What to do:
(A) Render this sentence from the book review into Spanish: "So he has resolved to kill himself, but it turns out he's not very good at dying."
(B) According to the book review, what did Ove's wife die of?
(C) Go on with the book review about Ove, picking up after its last sentence.

I had already been planning on reading this treasure by Fredrik Backman, so when someone nominated it for my book club, I voted on it and was super excited when it got enough votes for us to read and discuss it together!
Ove is a grumpy, fifty-nine-year-old man who has just been let go into “early retirement” from his job of more than thirty years, six months after his wife died of cancer. It took me a couple chapters to realize his wife (Sonja) was dead because she was always referred to in the present tense. In the manner typical of anyone who has lived with the same person for decades, Ove continues talking to/arguing with his wife even after she’s gone.
Ove loved both his wife and his job dearly, and without either, he doesn’t see any point in sticking around and taking up space. So he has resolved to kill himself, but it turns out he’s not very good at dying. He tries three different methods and keeps getting foiled by various accidents.

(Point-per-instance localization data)
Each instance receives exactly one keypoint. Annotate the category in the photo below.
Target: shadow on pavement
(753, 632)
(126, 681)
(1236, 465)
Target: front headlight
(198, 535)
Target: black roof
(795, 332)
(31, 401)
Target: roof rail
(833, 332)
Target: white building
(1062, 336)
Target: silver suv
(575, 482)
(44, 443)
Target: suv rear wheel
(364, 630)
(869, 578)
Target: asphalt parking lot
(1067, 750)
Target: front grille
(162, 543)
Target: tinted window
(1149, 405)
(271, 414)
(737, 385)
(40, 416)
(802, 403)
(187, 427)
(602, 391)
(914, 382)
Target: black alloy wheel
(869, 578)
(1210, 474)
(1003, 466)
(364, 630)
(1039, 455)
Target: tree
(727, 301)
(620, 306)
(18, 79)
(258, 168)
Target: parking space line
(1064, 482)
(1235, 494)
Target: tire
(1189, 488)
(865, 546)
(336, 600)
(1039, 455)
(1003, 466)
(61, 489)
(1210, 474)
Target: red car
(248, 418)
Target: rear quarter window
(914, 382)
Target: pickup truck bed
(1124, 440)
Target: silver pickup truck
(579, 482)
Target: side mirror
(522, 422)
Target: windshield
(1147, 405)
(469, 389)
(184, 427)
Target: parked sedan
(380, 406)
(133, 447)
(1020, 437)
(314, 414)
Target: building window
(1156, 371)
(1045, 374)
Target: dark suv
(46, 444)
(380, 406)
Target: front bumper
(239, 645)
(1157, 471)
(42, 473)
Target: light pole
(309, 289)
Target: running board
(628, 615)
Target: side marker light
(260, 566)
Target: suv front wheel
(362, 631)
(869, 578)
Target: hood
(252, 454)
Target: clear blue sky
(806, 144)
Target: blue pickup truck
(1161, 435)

Answers by item number:
(A) Así que ha decidido suicidarse, pero resulta que no se le da muy bien morir.

(B) Cancer.

(C)
Ove’s neighbors slowly manage to draw him out and bring him back into the circle of their little residential society, much to Ove’s disgruntlement. It starts with a pregnant woman (Parvaneh) moving in to the house next to Ove with her husband and two children. Then Jimmy, a relentlessly cheerful, chubby gay man who lives on Ove’s other side, gets involved, and once Parvaneh’s children get on board, Ove has no hope. My only complaint was that the seven year old sounded more like a teenager than a seven year old.
Ove is a grouchy old man, but I was surprised by Backman’s ability to make me care so much about such an unpleasant character. I think that skill was mostly due to Backman revealing Ove’s background and his motivations.
Ove’s not a bad guy, but like most men his age, he feels left behind by the world quickly building up around him. The little row house he and his wife bought together has become the center of a development and now there are people moving in with computers and Audis and expensive suits and drinking espresso instead of coffee and generally being useless.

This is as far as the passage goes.